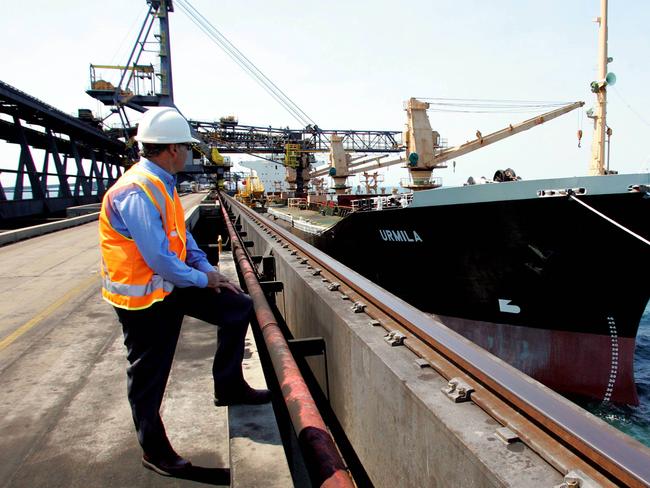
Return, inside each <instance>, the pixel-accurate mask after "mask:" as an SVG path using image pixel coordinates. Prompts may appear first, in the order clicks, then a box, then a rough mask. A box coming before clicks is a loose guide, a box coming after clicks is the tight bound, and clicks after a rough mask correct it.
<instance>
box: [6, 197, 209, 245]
mask: <svg viewBox="0 0 650 488" xmlns="http://www.w3.org/2000/svg"><path fill="white" fill-rule="evenodd" d="M199 207H200V206H199V205H195V206H193V207H191V208H189V209H188V210H187V211H186V212H185V222H186V225H187V227H188V228H189V229H191V228H192V227H194V225H195V224H196V222H197V221H198V219H199ZM97 219H99V212H93V213H89V214H86V215H80V216H79V217H71V218H68V219H63V220H59V221H57V222H48V223H46V224H39V225H33V226H31V227H24V228H22V229H16V230H10V231H7V232H2V233H0V246H5V245H7V244H13V243H14V242H18V241H24V240H25V239H31V238H32V237H38V236H42V235H45V234H49V233H51V232H56V231H59V230H64V229H69V228H70V227H76V226H78V225H83V224H87V223H88V222H92V221H94V220H97Z"/></svg>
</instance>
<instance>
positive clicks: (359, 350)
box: [243, 219, 562, 487]
mask: <svg viewBox="0 0 650 488" xmlns="http://www.w3.org/2000/svg"><path fill="white" fill-rule="evenodd" d="M243 227H244V229H243V230H245V231H247V233H248V234H247V238H248V239H251V240H253V241H254V242H255V247H254V249H255V253H256V254H264V255H268V254H270V253H272V254H273V255H274V256H275V263H276V274H277V277H276V279H277V280H279V281H282V282H283V283H284V292H283V294H284V295H283V297H282V298H281V299H279V300H278V304H279V306H280V307H281V308H282V309H283V315H284V319H285V321H286V322H287V324H288V326H289V328H290V329H291V331H292V334H293V335H294V337H296V338H303V337H314V336H317V337H323V338H324V339H325V342H326V350H327V356H328V358H327V365H328V369H329V371H327V375H328V377H329V386H330V404H331V406H332V409H333V411H334V412H335V414H336V416H337V418H338V420H339V422H340V424H341V426H342V427H343V429H344V430H345V432H346V435H347V437H348V439H349V440H350V442H351V444H352V446H353V447H354V449H355V452H356V454H357V456H358V457H359V459H360V460H361V462H362V464H363V466H364V468H365V470H366V472H367V473H368V475H369V477H370V478H371V480H372V482H373V484H374V485H375V486H378V487H380V486H387V487H388V486H405V487H408V486H413V487H415V486H479V487H482V486H486V487H487V486H515V485H519V486H552V485H555V484H559V483H561V481H562V476H561V475H560V473H558V472H557V471H555V470H554V469H553V468H552V467H551V466H549V465H548V464H547V463H546V462H545V461H544V460H542V459H541V458H540V457H539V456H538V455H537V454H536V453H534V452H533V451H531V450H530V449H529V448H528V447H527V446H525V445H524V444H522V443H521V442H515V443H513V444H510V445H506V444H505V443H503V442H500V441H499V440H498V438H497V436H496V435H495V431H496V429H497V428H498V427H500V425H499V424H497V423H496V422H495V421H494V419H492V418H491V417H490V416H489V415H487V414H486V413H485V412H483V411H482V410H481V409H479V408H478V407H477V406H476V405H474V404H473V403H471V402H470V403H465V404H455V403H453V402H451V401H450V400H449V399H448V398H446V396H445V395H444V394H443V393H442V392H441V388H442V387H443V386H444V385H446V383H447V382H446V380H445V379H444V378H442V377H441V376H440V375H438V374H437V373H436V372H435V371H434V370H433V369H431V368H422V367H421V366H420V365H419V364H418V363H417V362H416V360H417V359H418V358H417V357H416V356H415V354H413V353H412V352H411V351H410V350H408V349H406V348H405V347H391V346H390V345H389V344H387V343H386V341H385V340H384V336H385V335H386V331H385V330H384V329H383V328H382V327H373V326H371V325H369V324H370V318H369V317H368V316H367V315H366V314H365V313H354V312H353V311H352V303H351V302H350V301H349V300H343V299H342V297H341V293H340V292H331V291H329V290H328V289H327V287H326V285H327V284H326V283H323V282H322V278H321V277H320V276H313V275H312V274H311V273H310V272H309V270H308V269H307V266H306V265H304V264H299V263H300V261H298V260H296V258H295V256H291V254H290V250H289V249H284V248H282V246H281V245H279V244H278V243H277V242H276V241H272V240H270V239H268V240H267V239H265V234H261V233H260V232H259V230H258V229H259V227H257V226H255V225H248V223H247V221H246V220H245V219H244V226H243ZM262 251H263V252H262ZM310 362H311V363H312V366H313V369H314V370H315V371H314V373H315V376H316V377H317V378H320V379H322V378H324V375H325V371H324V367H323V363H322V362H318V361H310ZM321 388H323V389H324V383H322V382H321Z"/></svg>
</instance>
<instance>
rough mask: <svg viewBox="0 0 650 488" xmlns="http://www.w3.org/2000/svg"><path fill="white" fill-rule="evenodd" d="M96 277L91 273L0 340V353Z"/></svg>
mask: <svg viewBox="0 0 650 488" xmlns="http://www.w3.org/2000/svg"><path fill="white" fill-rule="evenodd" d="M97 277H98V273H93V275H92V276H91V277H90V278H88V279H87V280H85V281H84V282H83V283H81V284H79V285H77V286H76V287H74V288H73V289H72V290H70V291H69V292H68V293H66V294H65V295H63V296H62V297H61V298H59V299H58V300H57V301H55V302H54V303H52V304H51V305H50V306H48V307H47V308H45V309H44V310H42V311H41V312H39V313H38V314H37V315H36V316H35V317H33V318H32V319H30V320H28V321H27V322H25V323H24V324H23V325H21V326H20V327H18V328H17V329H16V330H15V331H13V332H12V333H11V334H9V335H8V336H7V337H5V338H4V339H2V340H1V341H0V351H2V350H3V349H5V348H7V347H8V346H10V345H11V343H13V342H14V341H15V340H16V339H18V338H19V337H20V336H21V335H23V334H24V333H25V332H27V331H28V330H30V329H31V328H33V327H34V326H35V325H36V324H38V323H39V322H40V321H42V320H43V319H45V318H46V317H48V316H49V315H51V314H52V313H53V312H54V311H55V310H57V309H58V308H59V307H61V305H63V304H64V303H65V302H67V301H68V300H70V299H72V298H74V297H75V296H77V295H79V294H81V293H82V292H84V291H85V290H87V289H88V288H89V287H90V286H91V285H92V284H94V283H97Z"/></svg>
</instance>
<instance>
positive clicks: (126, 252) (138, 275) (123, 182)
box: [99, 164, 187, 310]
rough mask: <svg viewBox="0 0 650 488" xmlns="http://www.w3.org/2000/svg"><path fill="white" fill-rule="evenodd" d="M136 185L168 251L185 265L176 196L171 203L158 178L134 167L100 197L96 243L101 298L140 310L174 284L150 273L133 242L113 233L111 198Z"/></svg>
mask: <svg viewBox="0 0 650 488" xmlns="http://www.w3.org/2000/svg"><path fill="white" fill-rule="evenodd" d="M130 185H137V186H139V187H140V188H141V189H142V190H143V191H144V192H145V194H146V195H147V196H148V197H149V198H150V199H151V201H152V202H153V204H154V205H155V206H156V208H157V209H158V211H159V212H160V217H161V219H162V222H163V225H164V228H165V233H166V234H167V239H168V240H169V250H170V251H171V252H173V253H174V254H176V256H178V259H180V260H181V261H183V262H184V261H185V257H186V255H187V249H186V245H185V243H186V240H187V237H186V233H185V215H184V211H183V206H182V205H181V201H180V198H178V193H176V190H175V189H174V198H173V199H172V198H171V197H170V196H169V193H168V192H167V189H166V188H165V184H164V183H163V182H162V181H161V180H160V178H158V177H156V176H154V175H153V174H151V173H149V172H147V171H145V170H142V169H140V168H139V167H138V165H137V164H136V165H134V166H133V167H132V168H131V169H129V170H128V171H127V172H126V173H124V175H122V177H121V178H120V179H119V180H118V181H117V183H115V184H114V185H113V186H112V187H111V188H110V189H109V190H108V191H107V192H106V194H105V195H104V201H103V203H102V209H101V212H100V214H99V243H100V248H101V254H102V267H101V274H102V297H103V298H104V299H105V300H106V301H107V302H109V303H110V304H111V305H114V306H116V307H120V308H125V309H127V310H141V309H143V308H147V307H150V306H151V305H153V304H154V303H155V302H159V301H161V300H163V299H164V298H165V297H166V296H167V295H169V294H170V293H171V292H172V290H173V289H174V284H173V283H171V282H169V281H166V280H164V279H163V277H162V276H160V275H158V274H156V273H155V272H154V270H152V269H151V268H150V267H149V266H148V265H147V263H146V262H145V260H144V258H143V257H142V255H141V254H140V251H139V250H138V247H137V246H136V244H135V242H134V241H133V239H131V238H129V237H126V236H124V235H122V234H120V233H119V232H117V231H116V230H115V229H114V228H113V227H112V226H111V222H110V220H109V216H108V212H110V205H108V201H109V199H110V198H111V195H112V194H114V193H116V192H119V191H121V189H124V187H126V186H130Z"/></svg>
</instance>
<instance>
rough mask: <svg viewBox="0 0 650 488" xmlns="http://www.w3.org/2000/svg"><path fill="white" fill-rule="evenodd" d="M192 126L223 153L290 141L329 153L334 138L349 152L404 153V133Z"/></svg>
mask: <svg viewBox="0 0 650 488" xmlns="http://www.w3.org/2000/svg"><path fill="white" fill-rule="evenodd" d="M190 125H191V126H192V128H193V129H194V130H196V131H197V132H198V133H199V134H200V135H201V138H202V139H203V140H204V141H205V142H206V143H208V144H210V145H212V146H214V147H216V148H217V149H218V150H219V152H221V153H237V152H251V153H271V154H282V153H284V152H285V148H286V145H287V144H299V145H300V146H301V150H302V151H307V152H327V151H329V149H330V137H331V136H332V135H339V136H341V137H342V138H343V148H344V149H345V150H346V151H349V152H364V153H375V152H400V151H403V150H404V149H403V147H402V144H401V136H402V133H401V132H399V131H376V130H372V131H371V130H368V131H363V130H323V129H320V128H318V127H310V126H307V127H306V128H305V129H302V130H296V129H289V128H288V127H287V128H286V129H278V128H273V127H256V126H251V125H239V124H238V123H232V122H203V121H198V120H190Z"/></svg>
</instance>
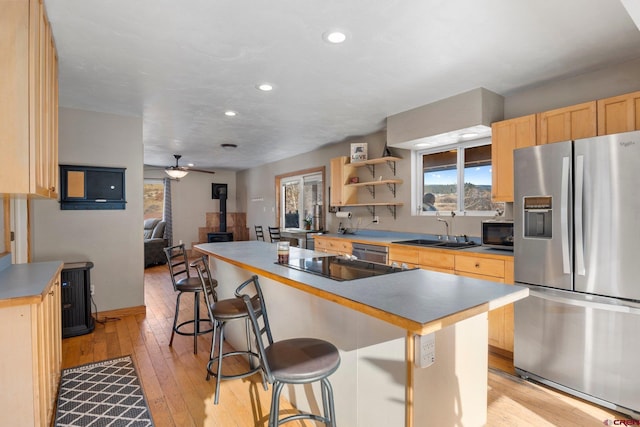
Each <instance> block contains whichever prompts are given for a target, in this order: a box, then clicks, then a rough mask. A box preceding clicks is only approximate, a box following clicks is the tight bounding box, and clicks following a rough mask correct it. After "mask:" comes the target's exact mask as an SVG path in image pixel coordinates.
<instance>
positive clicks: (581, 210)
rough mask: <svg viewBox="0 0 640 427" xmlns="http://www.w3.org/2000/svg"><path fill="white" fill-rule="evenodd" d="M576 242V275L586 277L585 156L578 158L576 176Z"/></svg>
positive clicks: (581, 156)
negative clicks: (585, 258) (584, 206)
mask: <svg viewBox="0 0 640 427" xmlns="http://www.w3.org/2000/svg"><path fill="white" fill-rule="evenodd" d="M575 178H576V179H575V181H576V182H575V186H576V190H575V191H576V193H575V219H574V221H575V226H576V234H575V242H576V247H575V251H576V274H578V275H580V276H584V275H585V274H586V269H585V266H584V241H583V237H584V235H583V222H582V221H583V220H582V208H583V206H582V205H583V200H582V198H583V189H584V156H583V155H580V156H576V175H575Z"/></svg>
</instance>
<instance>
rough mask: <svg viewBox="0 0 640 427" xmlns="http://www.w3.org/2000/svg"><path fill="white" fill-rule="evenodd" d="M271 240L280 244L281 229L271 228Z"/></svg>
mask: <svg viewBox="0 0 640 427" xmlns="http://www.w3.org/2000/svg"><path fill="white" fill-rule="evenodd" d="M269 238H270V239H271V243H273V242H279V241H280V239H281V237H280V227H269Z"/></svg>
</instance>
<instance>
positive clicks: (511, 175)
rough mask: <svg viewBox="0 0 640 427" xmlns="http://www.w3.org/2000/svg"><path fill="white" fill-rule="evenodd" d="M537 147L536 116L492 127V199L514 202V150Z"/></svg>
mask: <svg viewBox="0 0 640 427" xmlns="http://www.w3.org/2000/svg"><path fill="white" fill-rule="evenodd" d="M533 145H536V115H535V114H531V115H528V116H524V117H517V118H515V119H510V120H504V121H501V122H495V123H493V124H492V125H491V167H492V176H491V179H492V185H491V192H492V194H491V198H492V199H493V200H494V201H497V202H513V150H515V149H516V148H523V147H530V146H533Z"/></svg>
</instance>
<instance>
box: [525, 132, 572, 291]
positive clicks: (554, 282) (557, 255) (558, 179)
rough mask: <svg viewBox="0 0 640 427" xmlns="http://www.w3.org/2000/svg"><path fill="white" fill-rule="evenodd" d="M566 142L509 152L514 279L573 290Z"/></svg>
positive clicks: (568, 190) (568, 159)
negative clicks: (510, 171)
mask: <svg viewBox="0 0 640 427" xmlns="http://www.w3.org/2000/svg"><path fill="white" fill-rule="evenodd" d="M571 151H572V147H571V142H559V143H555V144H548V145H539V146H535V147H528V148H521V149H519V150H515V151H514V179H515V181H514V209H513V210H514V262H515V264H514V270H515V280H516V281H517V282H522V283H528V284H533V285H543V286H550V287H554V288H560V289H572V261H571V259H572V246H571V242H572V219H571V215H572V205H571V195H572V191H571V169H572V161H571Z"/></svg>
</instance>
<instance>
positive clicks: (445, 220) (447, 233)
mask: <svg viewBox="0 0 640 427" xmlns="http://www.w3.org/2000/svg"><path fill="white" fill-rule="evenodd" d="M436 220H437V221H440V222H444V225H445V226H446V227H447V234H446V236H445V238H444V239H445V240H449V222H448V221H447V220H446V219H442V218H440V217H439V216H438V217H436Z"/></svg>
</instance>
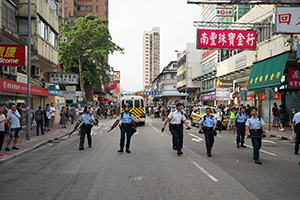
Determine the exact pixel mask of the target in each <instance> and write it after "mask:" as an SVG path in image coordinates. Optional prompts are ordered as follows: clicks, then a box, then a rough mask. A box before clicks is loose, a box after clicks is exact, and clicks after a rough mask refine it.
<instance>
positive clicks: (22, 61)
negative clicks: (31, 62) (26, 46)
mask: <svg viewBox="0 0 300 200" xmlns="http://www.w3.org/2000/svg"><path fill="white" fill-rule="evenodd" d="M25 55H26V51H25V46H18V45H0V65H4V66H25V61H26V59H25V58H26V57H25Z"/></svg>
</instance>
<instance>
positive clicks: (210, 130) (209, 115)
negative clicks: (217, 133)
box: [199, 108, 217, 157]
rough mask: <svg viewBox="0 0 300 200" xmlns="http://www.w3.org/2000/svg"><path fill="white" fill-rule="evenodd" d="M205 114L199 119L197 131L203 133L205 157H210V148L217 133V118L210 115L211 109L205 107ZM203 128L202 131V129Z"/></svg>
mask: <svg viewBox="0 0 300 200" xmlns="http://www.w3.org/2000/svg"><path fill="white" fill-rule="evenodd" d="M205 111H206V115H205V116H203V117H202V118H201V120H200V121H199V133H204V136H205V145H206V150H207V157H211V150H212V147H213V145H214V136H216V135H217V132H216V126H217V119H216V118H215V117H214V116H212V115H211V114H210V113H211V109H210V108H206V110H205ZM202 129H203V131H202Z"/></svg>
• • • •
▸ **EXERCISE PROMPT**
Take the entries above and return only the lines from the one with "142L509 152L514 279L573" to the one with "positive clicks: (568, 190) (568, 159)", both included, unchanged.

▸ **RESULT OF THIS EXERCISE**
rough mask: <svg viewBox="0 0 640 427" xmlns="http://www.w3.org/2000/svg"><path fill="white" fill-rule="evenodd" d="M566 142L509 152L514 279L573 290Z"/></svg>
positive clicks: (568, 190) (568, 159)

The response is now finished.